**TASK LIST**.
#1 Set down the passage of the post office room thread word for word, starting with "First of all, that's" and going on through "taking these photos?".
#2 Resume the thread about the secret room behind the post office counter from the point where it stops.

# SECRET ROOM BEHIND POST OFFICE COUNTER



## antioikologoi2 (Jan 2, 2014)

I have a friend who works for Nintendo. I asked him what's behind the door in the post office. He show me some photos. I have them and I am posting them on the Bell Tree Forum. Thank you so much for reading...




- - - Post Merge - - -

Also it's a basement, because it has no windows and if you look better in the next photo you will notice that after the second window, there is a tree (if you go into the Post Office, you will see that there are 2 windows)


----------



## Lion-Lhasa (Jan 2, 2014)

If he actually works for Nintendo, he probably shouldn't be sharing things like this, also the fact that just because he might work for Nintendo, doesn't mean he would be anywhere near the AC team even if he works in the same building, as far as I'm aware he might be merely customer support.

But since the camera doesn't rotate in AC outside of your house, I suspect the behind of buildings are not even built, let alone mapped or textured so it wouldn't show on the outside anyway, much like the back room of the players' house doesn't show.
Why create something that takes up extra polys that requires the game to work harder and less efficiently that no one will ever see? The door in the post office is more likely to be an image on the texture map for the inside of the building.

I would require further proof this is behind the post office and not simply a messy house.


----------



## BellGreen (Jan 2, 2014)

Why are you even curious about what's behind there anyway? It just seems like a horrible room and a total replay of the secret room in the Marquee.


----------



## Chessa (Jan 2, 2014)

I don't understand that there are people who believe this is real hahaha. It's just a room someone made in his/her town


----------



## antioikologoi2 (Jan 2, 2014)

Lion-Lhasa said:


> If he actually works for Nintendo, he probably shouldn't be sharing things like this, also the fact that just because he might work for Nintendo, doesn't mean he would be anywhere near the AC team even if he works in the same building, as far as I'm aware he might be merely customer support.
> 
> But since the camera doesn't rotate in AC outside of your house, I suspect the behind of buildings are not even built, let alone mapped or textured so it wouldn't show on the outside anyway, much like the back room of the players' house doesn't show.
> Why create something that takes up extra polys that requires the game to work harder and less efficiently that no one will ever see? The door in the post office is more likely to be an image on the texture map for the inside of the building.
> ...



First of all, that's not my house. Also, that's something like "The secret room above the marquee" in City Folk.

 My friend works at the Animal Crossing Team of Nintendo. 


And I have a question for you:
What I would win by taking these photos?
Thank you...


----------



## Chessa (Jan 2, 2014)

**GIVEN INFORMATION**.
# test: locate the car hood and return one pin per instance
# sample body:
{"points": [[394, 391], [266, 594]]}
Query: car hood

**TASK RESPONSES**.
#1
First of all, that's not my house. Also, that's something like "The secret room above the marquee" in City Folk.

 My friend works at the Animal Crossing Team of Nintendo. 


And I have a question for you:
What I would win by taking these photos?

#2
attention ! Or that "friend" lied to you, I just don't believe it, sue me


----------



## BellGreen (Jan 2, 2014)

Can I ask you what place your friend lives in? Does he work in NA or Japan? If he works in NA, they have nothing to do with coding since Japan and NA both use NTSC. If he works in Japan, do you know sufficient Japanese to even properly ask him?


----------



## Lassy (Jan 2, 2014)

Chessa said:


> attention ! Or that "friend" lied to you, I just don't believe it, sue me



Haha Same x)


----------



## antioikologoi2 (Jan 2, 2014)

BellBringerGreen said:


> Can I ask you what place your friend lives in? Does he work in NA or Japan? If he works in NA, they have nothing to do with coding since Japan and NA both use NTSC. If he works in Japan, do you know sufficient Japanese to even properly ask him?


 He is an american who works in japan...


----------



## Snowtyke (Jan 2, 2014)

Really? I'm pretty sure this is a room in his house, also, he wouldn't have tried to make a cheesy burglar outfit for the occasion.


----------



## BellGreen (Jan 2, 2014)

Why would they add a room when it just adds to the amount of space that New Leaf takes up?


----------



## Lion-Lhasa (Jan 2, 2014)

antioikologoi2 said:


> First of all, that's not my house. Also, that's something like "The secret room above the marquee" in City Folk.
> 
> My friend works at the Animal Crossing Team of Nintendo.
> 
> ...



Attention. Which you're currently getting.
I never said it was your house, just A house. I don't believe it tbh.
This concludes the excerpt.